======== SUPPLIED PASSAGE ========

Australian Mack Horton called his win one "for the good guys"
The remarks sparked outrage in China and led to demands for an apology
Australia's chef de mission said Horton "has every right to express his views"
Australia has refused to apologize after an Olympic swimmer sparked outrage by accusing China’s Sun Yang of being a “drug cheat.”
Speaking to the media after beating Sun by a mere .16 of a second to win the 400m freestyle gold , Mack Horton described his win as one “for the good guys.”
Prior to the race, Horton said Sun, who served a three-month ban for testing positive for a banned substance in 2014, was a “drug cheat.”
Australia’s chef de mission Kitty Chiller flatly ruled out any chance of an apology on Tuesday, according to CNN affiliate Sky News Australia.
Speaking to reporters, she said Horton “has every right to express his views and his displeasure.”
“We have no intention of making an apology,” she added.
The spat adds another dimension to the men’s 1500m freestyle race on Friday, when Sun and Horton will face off again. Sun won gold in the 200m freestyle on Monday.
‘Don’t cry Sun’
The Australian’s comments sparked fury in China after an emotional Sun broke down in the post-race press conference, accusing Horton of deliberately trying to psych him out.

========

WORK ORDER A: In the swimming article, by what margin did Horton beat Sun in the 400m freestyle?
WORK ORDER B: According to the swimming article, why did Australia's chef de mission rule out an apology? Answer in one to three sentences.
WORK ORDER C: Continue the swimming article from where it stops.
The lines that come after this article are separate material.

======== SUPPLIED INFORMATION ========

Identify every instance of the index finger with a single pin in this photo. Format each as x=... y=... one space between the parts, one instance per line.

========

OUTPUT A: By a mere .16 of a second.

OUTPUT B: Kitty Chiller ruled out an apology because, as she told reporters, Horton "has every right to express his views and his displeasure."

OUTPUT C:
A hashtag “Sun Yang Don’t Cry” quickly went viral on the Chinese web, and Horton’s Facebook, Twitter and Instagram posts were flooded with comments attacking him and demanding he apologize to Sun.
“You are too complacent and will die quickly,” read a comment on one of Horton’s Instagram posts. Others called him a “loser” and “shameful,” and flooded the comments with the snake emoji.
Chinese state media also joined in the outrage. An op-ed published by the nationalistic tabloid Global Times described Australia as a country “at the fringes of civilization” and referred to its history as “Britain’s offshore prison.”
Horton “couldn’t hold in his cynical smugness after beating Sun, and the Australian media recklessly spread Horton’s rude speech,” the op-ed said.
Sorry not sorry
Speaking to state-run news agency Xinhua, Chinese swim team manager Xu Qi said Horton’s “inappropriate words greatly hurt the feelings between Chinese and Australian swimmers.”
“We strongly demand an apology from this swimmer,” Xu added.
Meanwhile, Australian medalists also backed Horton, according to Sky, including gold medalist trap shooter Catherine Skinner and the bronze medalist diving pair Maddison Keeney and Annabelle Smith.
“I’m all for clean sport. Everyone should have an equal playing field,” Keeney said. “I support Mack. I’m with him all the way.”
Global Times hit back immediately, saying in an official editorial that, while it was unsurprising that the Australians were unwilling to discipline a recent gold medalist, the affair demonstrated the Australian Olympic committee’s “swaggering ego.”
“Horton and his backers represent the dark side of Australian society, and it is time for us to look at the bright side of the Olympic Games,” the editorial said. “This trifling botheration won’t ruin our beautiful memories of this grand event.”